___ Data shown ___

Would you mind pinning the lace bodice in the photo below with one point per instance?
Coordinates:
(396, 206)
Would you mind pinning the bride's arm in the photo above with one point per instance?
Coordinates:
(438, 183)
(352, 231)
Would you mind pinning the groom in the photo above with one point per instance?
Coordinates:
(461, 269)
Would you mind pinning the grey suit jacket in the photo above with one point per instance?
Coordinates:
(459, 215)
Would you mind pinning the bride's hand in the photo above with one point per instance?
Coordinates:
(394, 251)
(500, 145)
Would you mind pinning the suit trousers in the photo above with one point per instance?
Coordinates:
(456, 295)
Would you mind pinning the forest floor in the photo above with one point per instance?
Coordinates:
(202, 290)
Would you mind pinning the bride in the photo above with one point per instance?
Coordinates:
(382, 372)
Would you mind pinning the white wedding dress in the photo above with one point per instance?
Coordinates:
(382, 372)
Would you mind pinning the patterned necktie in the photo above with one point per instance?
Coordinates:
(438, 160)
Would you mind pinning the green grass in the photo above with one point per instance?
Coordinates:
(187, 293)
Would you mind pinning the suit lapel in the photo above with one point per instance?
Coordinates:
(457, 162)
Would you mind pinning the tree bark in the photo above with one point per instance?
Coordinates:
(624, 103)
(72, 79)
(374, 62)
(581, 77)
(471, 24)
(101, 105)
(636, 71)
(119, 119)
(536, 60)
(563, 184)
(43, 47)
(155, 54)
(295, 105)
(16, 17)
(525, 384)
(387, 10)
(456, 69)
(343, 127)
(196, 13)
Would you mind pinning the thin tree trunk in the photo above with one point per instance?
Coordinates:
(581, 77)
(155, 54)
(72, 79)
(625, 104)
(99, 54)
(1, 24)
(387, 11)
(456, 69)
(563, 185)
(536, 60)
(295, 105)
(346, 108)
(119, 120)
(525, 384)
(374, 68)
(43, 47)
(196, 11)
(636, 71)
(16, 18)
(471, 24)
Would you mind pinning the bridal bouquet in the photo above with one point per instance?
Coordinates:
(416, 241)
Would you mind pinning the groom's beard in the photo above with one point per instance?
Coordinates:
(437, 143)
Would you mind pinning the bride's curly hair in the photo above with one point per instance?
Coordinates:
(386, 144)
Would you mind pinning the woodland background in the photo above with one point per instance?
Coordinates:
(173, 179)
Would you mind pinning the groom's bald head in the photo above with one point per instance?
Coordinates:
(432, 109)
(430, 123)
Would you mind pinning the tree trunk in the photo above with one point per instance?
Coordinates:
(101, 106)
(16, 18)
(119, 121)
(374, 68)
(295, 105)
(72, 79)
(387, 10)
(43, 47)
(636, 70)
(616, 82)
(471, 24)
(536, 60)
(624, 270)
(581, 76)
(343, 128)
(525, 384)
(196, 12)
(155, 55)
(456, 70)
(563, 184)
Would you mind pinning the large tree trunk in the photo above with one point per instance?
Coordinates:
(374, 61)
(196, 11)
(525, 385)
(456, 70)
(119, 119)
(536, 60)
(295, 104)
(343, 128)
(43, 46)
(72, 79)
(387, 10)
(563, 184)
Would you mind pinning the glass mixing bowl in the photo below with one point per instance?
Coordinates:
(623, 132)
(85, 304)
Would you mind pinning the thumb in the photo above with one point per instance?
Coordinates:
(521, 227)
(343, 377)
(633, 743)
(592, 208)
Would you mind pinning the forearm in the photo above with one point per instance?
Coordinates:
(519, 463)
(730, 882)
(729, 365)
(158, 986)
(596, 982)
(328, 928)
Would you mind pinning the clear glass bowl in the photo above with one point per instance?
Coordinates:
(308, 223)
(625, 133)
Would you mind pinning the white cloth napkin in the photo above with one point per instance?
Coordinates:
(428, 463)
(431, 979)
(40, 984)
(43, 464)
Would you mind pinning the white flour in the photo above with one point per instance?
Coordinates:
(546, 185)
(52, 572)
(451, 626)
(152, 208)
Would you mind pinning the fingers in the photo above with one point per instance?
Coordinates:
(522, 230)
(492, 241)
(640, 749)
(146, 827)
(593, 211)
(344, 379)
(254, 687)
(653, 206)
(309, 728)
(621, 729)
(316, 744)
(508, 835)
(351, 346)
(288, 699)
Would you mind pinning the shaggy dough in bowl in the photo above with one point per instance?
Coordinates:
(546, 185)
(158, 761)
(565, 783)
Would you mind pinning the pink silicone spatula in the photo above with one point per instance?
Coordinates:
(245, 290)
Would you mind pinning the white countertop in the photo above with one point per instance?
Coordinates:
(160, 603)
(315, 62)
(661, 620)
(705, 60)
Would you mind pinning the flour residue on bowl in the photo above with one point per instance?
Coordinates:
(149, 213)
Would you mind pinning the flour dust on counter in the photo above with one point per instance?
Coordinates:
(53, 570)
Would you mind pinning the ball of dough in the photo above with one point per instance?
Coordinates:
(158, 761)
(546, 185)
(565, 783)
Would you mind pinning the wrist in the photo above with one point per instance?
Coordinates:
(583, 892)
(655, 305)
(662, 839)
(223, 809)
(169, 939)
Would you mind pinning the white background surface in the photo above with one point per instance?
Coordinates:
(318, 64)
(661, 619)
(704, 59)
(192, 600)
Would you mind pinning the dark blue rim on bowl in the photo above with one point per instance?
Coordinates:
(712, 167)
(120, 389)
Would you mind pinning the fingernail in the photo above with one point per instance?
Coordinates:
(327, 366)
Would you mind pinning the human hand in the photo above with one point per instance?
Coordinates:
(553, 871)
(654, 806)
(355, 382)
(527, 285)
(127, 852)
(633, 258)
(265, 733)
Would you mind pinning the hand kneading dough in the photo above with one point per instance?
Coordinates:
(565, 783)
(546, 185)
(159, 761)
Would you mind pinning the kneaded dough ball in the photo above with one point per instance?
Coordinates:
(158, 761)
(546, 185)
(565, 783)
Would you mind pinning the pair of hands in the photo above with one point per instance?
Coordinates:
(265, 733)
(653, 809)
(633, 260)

___

Output the lines from the line containing "Would you mind pinning the flour residue" to the end, both included; add nothing.

Would you mind pinning the flour residue on bowl in the photo above with one point per instance?
Coordinates:
(149, 213)
Would you mind pinning the flour dust on counter in the photo above with one point per instance?
Coordinates:
(53, 570)
Would you mind pinning the ball of dough in the photo above with one point per instance?
Coordinates:
(158, 761)
(546, 185)
(565, 783)
Would you mind pinning the wrist in the photo above with one point per instance?
Coordinates:
(583, 892)
(655, 305)
(662, 839)
(223, 809)
(169, 939)
Would you mind pinning the white background surface in the photo above with one point per instance?
Coordinates:
(318, 64)
(661, 619)
(704, 59)
(192, 600)
Would you mind pinning the dark blue rim on bowl in the photo above with one point per instance?
Coordinates:
(712, 167)
(120, 389)
Would you mind pinning the fingernail in the photo above with one point per instance?
Coordinates:
(327, 366)
Would you mind pinning the human hand in the photo above with one point per instance?
Coordinates:
(553, 871)
(654, 806)
(355, 382)
(527, 285)
(127, 852)
(633, 258)
(265, 733)
Would you mind pinning the hand kneading dough in the photo above with one point per instance?
Coordinates:
(565, 783)
(546, 185)
(159, 761)
Would you mind pinning the kneaded dough ball in the photo above with one point per instance?
Coordinates:
(158, 761)
(546, 185)
(565, 783)
Would you mind pinning the pair of hands in the photo above with one point per instance?
Coordinates:
(265, 733)
(653, 809)
(633, 260)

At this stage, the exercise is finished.